(Items listed in a dataset)
* * * * * * * * *

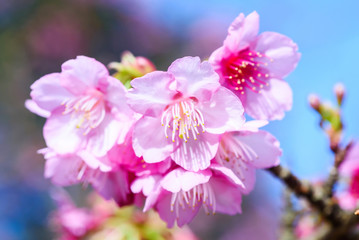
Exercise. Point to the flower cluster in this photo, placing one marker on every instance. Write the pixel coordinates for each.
(177, 140)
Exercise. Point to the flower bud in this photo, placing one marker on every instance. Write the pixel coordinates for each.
(314, 101)
(339, 91)
(131, 67)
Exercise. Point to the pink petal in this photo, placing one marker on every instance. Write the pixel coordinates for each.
(197, 154)
(228, 196)
(224, 112)
(151, 93)
(185, 214)
(82, 73)
(61, 134)
(48, 93)
(242, 32)
(281, 49)
(265, 146)
(149, 140)
(113, 185)
(102, 138)
(271, 103)
(253, 125)
(34, 108)
(180, 179)
(227, 173)
(194, 79)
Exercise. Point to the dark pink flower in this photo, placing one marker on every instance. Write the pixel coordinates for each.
(184, 111)
(253, 67)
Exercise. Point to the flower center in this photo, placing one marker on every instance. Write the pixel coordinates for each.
(184, 119)
(202, 193)
(246, 70)
(234, 154)
(89, 110)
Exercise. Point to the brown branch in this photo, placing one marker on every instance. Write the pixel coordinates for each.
(329, 210)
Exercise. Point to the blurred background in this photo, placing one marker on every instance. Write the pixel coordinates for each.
(37, 36)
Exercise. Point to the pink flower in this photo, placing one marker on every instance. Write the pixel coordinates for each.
(180, 194)
(86, 108)
(110, 181)
(253, 67)
(184, 111)
(246, 150)
(74, 222)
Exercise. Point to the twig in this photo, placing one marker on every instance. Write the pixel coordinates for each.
(329, 210)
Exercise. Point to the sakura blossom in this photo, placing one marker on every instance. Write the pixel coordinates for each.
(184, 112)
(178, 195)
(253, 67)
(84, 106)
(246, 150)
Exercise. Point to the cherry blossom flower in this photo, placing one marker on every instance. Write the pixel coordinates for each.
(109, 180)
(246, 150)
(84, 106)
(253, 67)
(179, 194)
(184, 111)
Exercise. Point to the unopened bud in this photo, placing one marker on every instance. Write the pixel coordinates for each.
(314, 101)
(131, 67)
(339, 91)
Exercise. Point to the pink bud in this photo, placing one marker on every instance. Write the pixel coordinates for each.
(314, 101)
(339, 91)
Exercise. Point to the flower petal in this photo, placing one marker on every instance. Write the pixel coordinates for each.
(48, 93)
(61, 134)
(264, 145)
(271, 103)
(196, 155)
(180, 179)
(151, 93)
(83, 72)
(281, 49)
(149, 141)
(224, 112)
(242, 32)
(194, 79)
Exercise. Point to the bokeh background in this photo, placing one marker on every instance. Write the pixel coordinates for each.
(37, 36)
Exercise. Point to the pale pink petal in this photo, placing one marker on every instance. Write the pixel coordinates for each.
(94, 162)
(264, 147)
(82, 73)
(242, 32)
(151, 93)
(180, 179)
(271, 103)
(113, 185)
(34, 108)
(196, 155)
(253, 125)
(227, 173)
(102, 138)
(281, 49)
(224, 112)
(228, 196)
(61, 133)
(194, 79)
(48, 93)
(150, 141)
(184, 216)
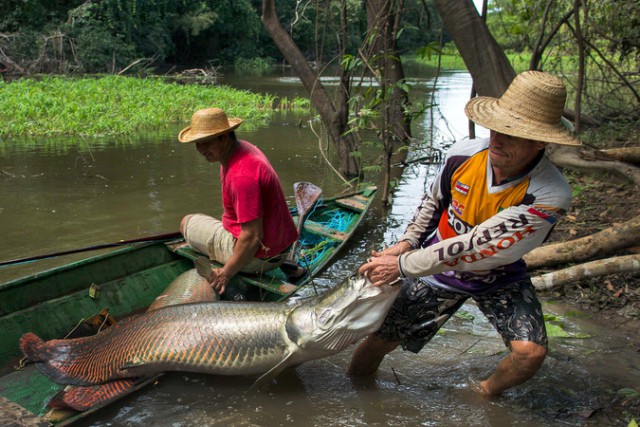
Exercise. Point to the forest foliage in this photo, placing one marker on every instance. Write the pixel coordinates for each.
(161, 36)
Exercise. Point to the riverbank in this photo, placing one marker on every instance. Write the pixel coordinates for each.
(118, 105)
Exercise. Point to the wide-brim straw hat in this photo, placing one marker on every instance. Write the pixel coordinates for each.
(208, 123)
(530, 108)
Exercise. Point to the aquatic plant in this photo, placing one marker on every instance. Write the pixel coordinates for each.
(116, 105)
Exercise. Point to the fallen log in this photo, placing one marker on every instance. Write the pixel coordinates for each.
(624, 154)
(598, 244)
(602, 267)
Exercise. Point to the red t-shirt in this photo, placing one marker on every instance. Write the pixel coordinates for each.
(251, 190)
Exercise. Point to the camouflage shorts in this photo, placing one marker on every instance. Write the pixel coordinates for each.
(422, 308)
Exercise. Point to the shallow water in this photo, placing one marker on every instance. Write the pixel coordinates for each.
(59, 195)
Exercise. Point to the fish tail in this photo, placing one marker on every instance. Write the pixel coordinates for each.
(85, 398)
(66, 362)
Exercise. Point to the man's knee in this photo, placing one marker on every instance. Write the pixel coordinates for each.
(369, 354)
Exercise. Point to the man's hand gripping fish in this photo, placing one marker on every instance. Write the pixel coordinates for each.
(221, 338)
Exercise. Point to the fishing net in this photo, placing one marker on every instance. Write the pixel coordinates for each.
(315, 248)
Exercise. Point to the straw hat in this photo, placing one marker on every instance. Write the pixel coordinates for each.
(530, 108)
(208, 123)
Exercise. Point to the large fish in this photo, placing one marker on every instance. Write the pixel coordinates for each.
(223, 338)
(188, 287)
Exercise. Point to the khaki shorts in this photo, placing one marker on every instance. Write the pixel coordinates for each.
(207, 236)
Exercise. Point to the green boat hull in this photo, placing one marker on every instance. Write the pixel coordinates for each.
(127, 280)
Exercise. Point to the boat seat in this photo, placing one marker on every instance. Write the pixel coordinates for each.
(323, 230)
(357, 203)
(274, 284)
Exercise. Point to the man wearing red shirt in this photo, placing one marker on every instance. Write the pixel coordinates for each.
(256, 230)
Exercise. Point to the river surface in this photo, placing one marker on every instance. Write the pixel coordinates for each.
(59, 194)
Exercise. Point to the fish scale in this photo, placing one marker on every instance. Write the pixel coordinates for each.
(224, 338)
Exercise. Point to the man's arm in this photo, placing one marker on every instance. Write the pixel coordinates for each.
(245, 249)
(501, 240)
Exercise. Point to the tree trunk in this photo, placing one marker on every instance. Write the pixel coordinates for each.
(602, 243)
(383, 18)
(333, 118)
(587, 160)
(602, 267)
(625, 154)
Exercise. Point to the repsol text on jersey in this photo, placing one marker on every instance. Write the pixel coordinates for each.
(505, 235)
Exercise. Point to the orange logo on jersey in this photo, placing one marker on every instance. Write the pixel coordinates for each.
(457, 207)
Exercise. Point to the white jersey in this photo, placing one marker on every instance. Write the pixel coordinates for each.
(470, 234)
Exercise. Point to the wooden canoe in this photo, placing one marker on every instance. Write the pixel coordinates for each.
(125, 281)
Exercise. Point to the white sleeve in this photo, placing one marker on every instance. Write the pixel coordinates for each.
(502, 239)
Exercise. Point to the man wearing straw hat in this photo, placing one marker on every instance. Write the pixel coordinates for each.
(256, 229)
(492, 201)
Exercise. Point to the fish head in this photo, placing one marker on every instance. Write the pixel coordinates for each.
(342, 315)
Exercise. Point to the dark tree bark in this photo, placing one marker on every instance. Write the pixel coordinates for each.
(486, 61)
(335, 119)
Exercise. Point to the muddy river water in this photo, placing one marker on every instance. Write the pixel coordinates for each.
(64, 194)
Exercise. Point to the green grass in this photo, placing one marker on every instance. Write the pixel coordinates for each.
(116, 105)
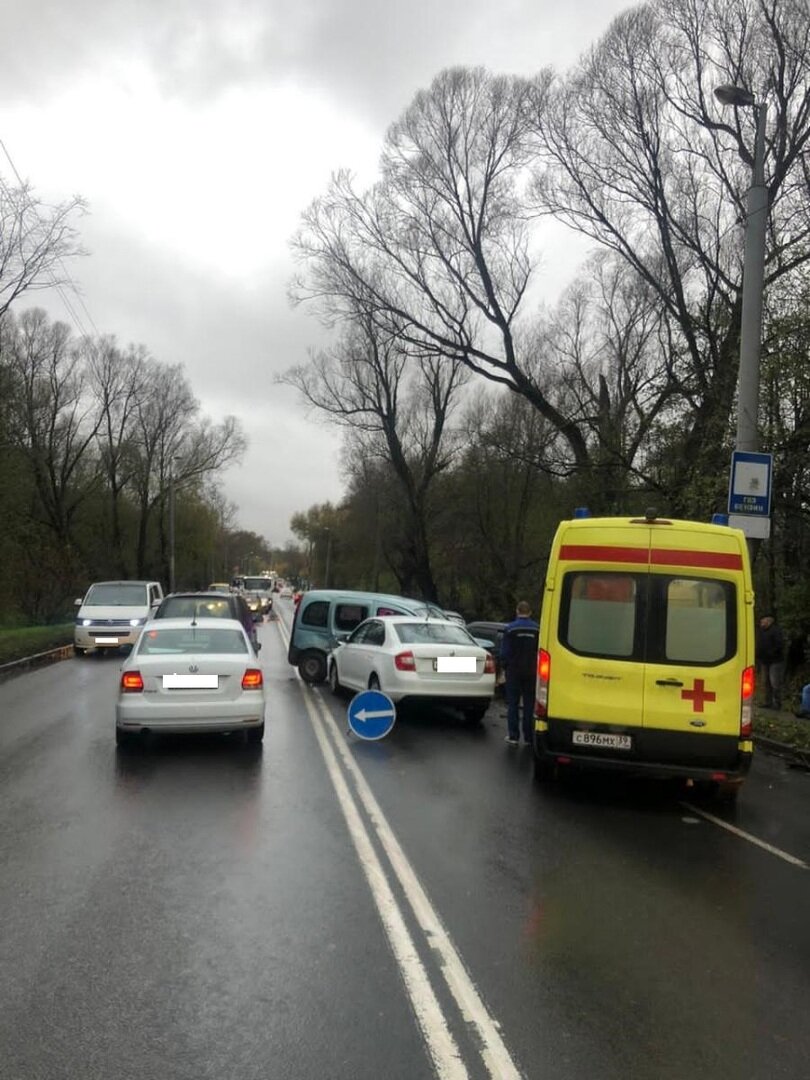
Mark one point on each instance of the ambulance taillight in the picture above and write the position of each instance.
(746, 703)
(543, 674)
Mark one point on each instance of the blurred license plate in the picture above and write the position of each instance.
(190, 682)
(602, 739)
(455, 664)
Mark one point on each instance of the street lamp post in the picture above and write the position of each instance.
(751, 326)
(171, 527)
(328, 558)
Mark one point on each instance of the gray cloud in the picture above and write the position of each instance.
(369, 55)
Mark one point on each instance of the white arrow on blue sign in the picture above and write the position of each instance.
(372, 714)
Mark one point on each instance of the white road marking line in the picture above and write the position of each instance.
(747, 836)
(442, 1047)
(494, 1051)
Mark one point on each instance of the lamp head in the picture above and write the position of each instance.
(733, 95)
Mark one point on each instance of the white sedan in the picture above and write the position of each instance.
(416, 659)
(191, 675)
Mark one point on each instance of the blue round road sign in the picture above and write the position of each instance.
(372, 714)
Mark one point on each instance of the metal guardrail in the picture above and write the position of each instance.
(50, 656)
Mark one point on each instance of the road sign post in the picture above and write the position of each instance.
(750, 493)
(372, 715)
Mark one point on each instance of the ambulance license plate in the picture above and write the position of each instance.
(602, 739)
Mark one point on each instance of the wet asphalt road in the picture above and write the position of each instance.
(196, 909)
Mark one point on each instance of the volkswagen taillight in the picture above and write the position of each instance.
(543, 675)
(132, 682)
(253, 679)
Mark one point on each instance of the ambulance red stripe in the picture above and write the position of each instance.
(658, 556)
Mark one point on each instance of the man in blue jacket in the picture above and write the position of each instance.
(518, 658)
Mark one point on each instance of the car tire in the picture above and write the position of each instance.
(475, 715)
(334, 680)
(312, 667)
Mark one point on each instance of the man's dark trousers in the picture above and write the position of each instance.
(520, 693)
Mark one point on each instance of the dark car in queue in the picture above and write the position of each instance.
(210, 605)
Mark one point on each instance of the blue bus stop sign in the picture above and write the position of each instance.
(370, 714)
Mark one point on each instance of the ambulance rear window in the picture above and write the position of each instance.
(598, 615)
(699, 628)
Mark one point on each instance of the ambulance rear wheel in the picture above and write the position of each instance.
(545, 769)
(726, 792)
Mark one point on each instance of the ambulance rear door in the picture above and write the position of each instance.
(696, 629)
(597, 639)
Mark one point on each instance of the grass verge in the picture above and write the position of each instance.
(26, 640)
(784, 728)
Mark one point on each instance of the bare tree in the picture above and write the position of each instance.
(397, 409)
(437, 254)
(635, 152)
(118, 379)
(35, 239)
(52, 420)
(171, 440)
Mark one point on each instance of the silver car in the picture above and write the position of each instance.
(415, 659)
(191, 675)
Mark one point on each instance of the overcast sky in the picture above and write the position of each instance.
(198, 131)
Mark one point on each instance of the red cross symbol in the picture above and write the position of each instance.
(698, 694)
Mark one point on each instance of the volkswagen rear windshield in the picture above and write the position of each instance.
(123, 594)
(257, 584)
(191, 639)
(426, 633)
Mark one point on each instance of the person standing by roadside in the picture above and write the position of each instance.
(771, 660)
(518, 658)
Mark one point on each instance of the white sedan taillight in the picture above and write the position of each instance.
(253, 679)
(132, 682)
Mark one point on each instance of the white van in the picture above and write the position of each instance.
(112, 613)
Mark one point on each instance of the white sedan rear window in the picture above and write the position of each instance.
(191, 639)
(424, 633)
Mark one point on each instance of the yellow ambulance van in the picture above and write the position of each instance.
(646, 651)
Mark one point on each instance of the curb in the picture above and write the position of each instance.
(793, 754)
(51, 656)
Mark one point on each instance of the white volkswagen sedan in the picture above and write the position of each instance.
(416, 659)
(191, 675)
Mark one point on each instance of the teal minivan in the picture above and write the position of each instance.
(327, 616)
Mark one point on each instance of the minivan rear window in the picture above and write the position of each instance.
(349, 616)
(315, 613)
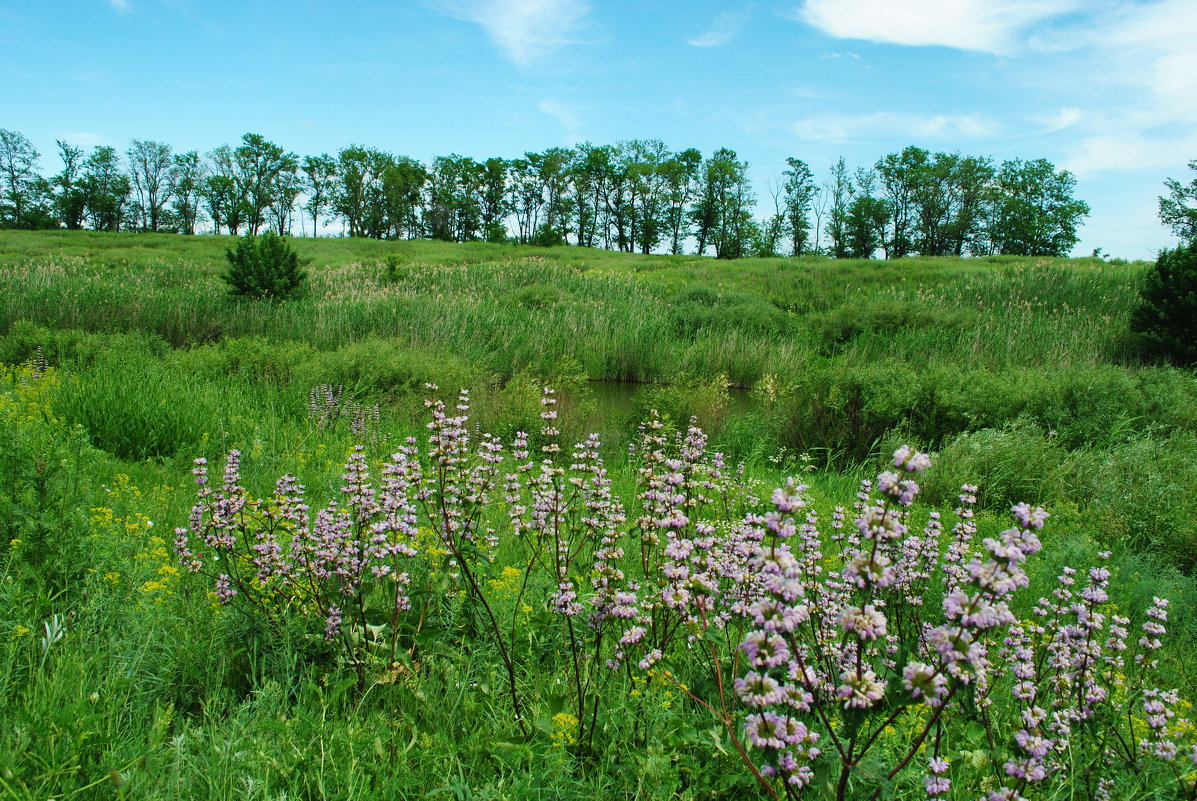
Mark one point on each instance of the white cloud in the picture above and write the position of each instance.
(83, 139)
(526, 31)
(1140, 56)
(1063, 119)
(1129, 150)
(886, 125)
(988, 25)
(563, 114)
(724, 29)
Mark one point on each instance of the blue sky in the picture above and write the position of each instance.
(1106, 89)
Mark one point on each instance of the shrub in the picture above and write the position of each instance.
(263, 267)
(1167, 316)
(704, 309)
(886, 317)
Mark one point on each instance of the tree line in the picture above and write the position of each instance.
(635, 195)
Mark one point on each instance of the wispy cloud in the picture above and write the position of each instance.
(565, 115)
(83, 139)
(885, 125)
(1130, 150)
(1063, 119)
(524, 31)
(986, 25)
(1141, 54)
(724, 29)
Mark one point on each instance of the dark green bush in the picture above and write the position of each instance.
(263, 267)
(1012, 465)
(387, 370)
(1167, 316)
(705, 309)
(886, 316)
(135, 407)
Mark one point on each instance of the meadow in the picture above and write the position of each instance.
(126, 671)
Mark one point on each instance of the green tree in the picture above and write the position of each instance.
(320, 184)
(222, 190)
(107, 189)
(263, 267)
(261, 170)
(402, 184)
(867, 218)
(898, 175)
(798, 195)
(680, 175)
(1178, 211)
(359, 198)
(150, 163)
(70, 199)
(723, 211)
(493, 207)
(18, 174)
(839, 193)
(1167, 316)
(1036, 213)
(187, 174)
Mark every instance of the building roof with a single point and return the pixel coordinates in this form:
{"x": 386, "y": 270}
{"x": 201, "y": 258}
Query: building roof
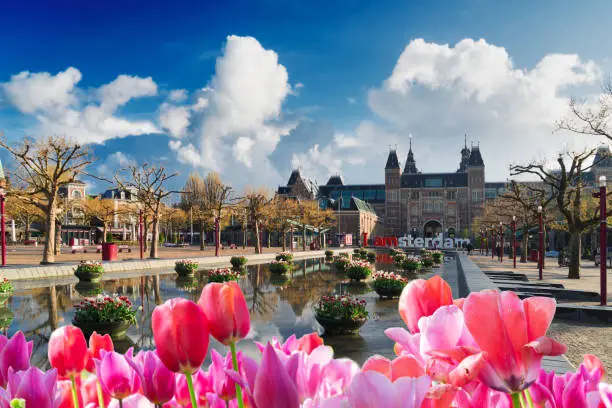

* * * * * * * * *

Only the lines from the one containing "Mark every instance" through the last line of the data belong in the copy, both included and reproduced exactly. Pictures do not.

Mark every instance of the building roof with a single point and return the pixel coordinates in this form:
{"x": 386, "y": 270}
{"x": 201, "y": 258}
Query: building roof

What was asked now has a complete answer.